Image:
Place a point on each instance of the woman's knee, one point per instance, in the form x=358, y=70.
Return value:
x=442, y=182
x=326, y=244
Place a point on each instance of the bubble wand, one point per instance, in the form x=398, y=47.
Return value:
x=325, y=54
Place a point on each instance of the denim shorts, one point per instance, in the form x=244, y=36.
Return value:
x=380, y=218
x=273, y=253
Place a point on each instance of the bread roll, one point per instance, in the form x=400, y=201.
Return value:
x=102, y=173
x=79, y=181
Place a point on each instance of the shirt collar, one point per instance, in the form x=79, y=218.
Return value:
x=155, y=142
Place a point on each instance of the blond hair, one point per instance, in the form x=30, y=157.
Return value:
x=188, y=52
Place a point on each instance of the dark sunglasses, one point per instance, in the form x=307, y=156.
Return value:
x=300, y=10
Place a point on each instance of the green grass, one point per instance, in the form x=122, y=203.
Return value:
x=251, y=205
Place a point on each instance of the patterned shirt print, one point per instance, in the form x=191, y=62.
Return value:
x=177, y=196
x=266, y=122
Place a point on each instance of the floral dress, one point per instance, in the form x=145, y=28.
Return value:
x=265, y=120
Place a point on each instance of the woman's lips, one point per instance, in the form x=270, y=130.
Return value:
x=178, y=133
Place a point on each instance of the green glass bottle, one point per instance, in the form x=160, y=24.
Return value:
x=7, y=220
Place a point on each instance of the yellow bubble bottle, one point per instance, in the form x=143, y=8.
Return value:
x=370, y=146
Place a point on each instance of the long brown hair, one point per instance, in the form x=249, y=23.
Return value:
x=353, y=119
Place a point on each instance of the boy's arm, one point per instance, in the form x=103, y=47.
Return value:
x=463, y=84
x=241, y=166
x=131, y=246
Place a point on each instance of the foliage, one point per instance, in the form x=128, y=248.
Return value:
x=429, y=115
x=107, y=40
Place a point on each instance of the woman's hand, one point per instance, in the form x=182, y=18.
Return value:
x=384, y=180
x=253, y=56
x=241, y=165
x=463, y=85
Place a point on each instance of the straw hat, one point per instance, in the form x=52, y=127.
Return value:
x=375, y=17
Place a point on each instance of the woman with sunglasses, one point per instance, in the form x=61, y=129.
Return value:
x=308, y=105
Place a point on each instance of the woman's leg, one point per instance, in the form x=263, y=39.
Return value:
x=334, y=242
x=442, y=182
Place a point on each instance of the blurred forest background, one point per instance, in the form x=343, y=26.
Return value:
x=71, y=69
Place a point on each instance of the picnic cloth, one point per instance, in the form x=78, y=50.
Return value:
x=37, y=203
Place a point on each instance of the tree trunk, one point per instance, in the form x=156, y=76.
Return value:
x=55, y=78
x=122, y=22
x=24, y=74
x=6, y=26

- [REQUIRED TASK]: Turn the entries above into a JSON list of strings, one string per line, leaving out any blank lines.

- [TASK ANSWER]:
[
  "Image:",
  "Place a point on each instance of the woman's knee, one point per instance, in the form x=358, y=70.",
  "Return value:",
  "x=442, y=182",
  "x=326, y=244",
  "Place a point on each instance of the bubble wand, one point per instance, in the form x=398, y=47.",
  "Return value:",
  "x=325, y=54",
  "Place a point on each instance of the denim shorts, one point per instance, in the form x=244, y=36.",
  "Return value:",
  "x=380, y=218",
  "x=273, y=253",
  "Place a point on each instance of the bread roll, one point per instance, in the form x=400, y=201.",
  "Return value:",
  "x=102, y=173",
  "x=79, y=181",
  "Place a point on each instance of the shirt collar, one point per instance, in the form x=79, y=218.",
  "Return value:",
  "x=155, y=142",
  "Place a point on each instance of the blond hair, one point per instance, in the form x=30, y=157.",
  "Return value:",
  "x=188, y=52",
  "Place a point on each instance of the dark sunglasses, one point per instance, in the form x=307, y=156.",
  "Return value:",
  "x=300, y=10",
  "Place a point on each instance of the green grass, one point per instance, in the form x=122, y=203.",
  "Return value:",
  "x=251, y=205",
  "Place a point on each instance of the patterned shirt print, one point per instance, in the form x=191, y=62.",
  "Return value:",
  "x=177, y=196",
  "x=266, y=122",
  "Place a point on each instance of the floral dress, one point per instance, in the form x=145, y=28.",
  "Return value:",
  "x=265, y=120",
  "Place a point on each instance of the woman's lips, one point per instance, in the form x=270, y=130.",
  "Return value:",
  "x=178, y=133",
  "Place a point on each instance of the green glass bottle, one point per instance, in the form x=160, y=24.",
  "Return value:",
  "x=7, y=220",
  "Place a point on each instance of the yellow bubble bottle, one point per instance, in the form x=143, y=8.",
  "Return value:",
  "x=370, y=146",
  "Place a point on each instance of the long brown hair, one point per instance, in the form x=249, y=23.",
  "Return value:",
  "x=353, y=119",
  "Place a point on each instance of the boy's arm, one point per instance, in the form x=103, y=47.",
  "Return value:",
  "x=463, y=84",
  "x=241, y=166",
  "x=131, y=246",
  "Place a point on each instance of the foliage, one point per instance, in the form x=128, y=248.",
  "Return value:",
  "x=429, y=115",
  "x=107, y=40",
  "Place a point on each instance of the woman's hand, one point per instance, in the form x=182, y=18.",
  "Return value:",
  "x=384, y=180",
  "x=253, y=56",
  "x=241, y=165",
  "x=463, y=85",
  "Place a point on each instance of the straw hat, one point per instance, in the form x=52, y=127.",
  "Return value:",
  "x=375, y=17",
  "Place a point on each instance of the woman with sunglasses, one point per instance, in the form x=61, y=129.",
  "Return value:",
  "x=308, y=105",
  "Place a point on each instance of the woman's leg, one point per instance, in the form x=263, y=39.",
  "Return value:",
  "x=334, y=242",
  "x=442, y=182",
  "Place a point on each instance of the blurred forest background, one point per instance, in the form x=343, y=26.",
  "Return value:",
  "x=71, y=69",
  "Place a point on each instance of the picnic cloth, one point per instance, in the form x=78, y=50.",
  "Return value:",
  "x=37, y=203",
  "Place a point on each instance of the tree trunk, one point per instance, in the form x=156, y=76.",
  "Return value:",
  "x=55, y=78",
  "x=122, y=22",
  "x=24, y=74",
  "x=6, y=26"
]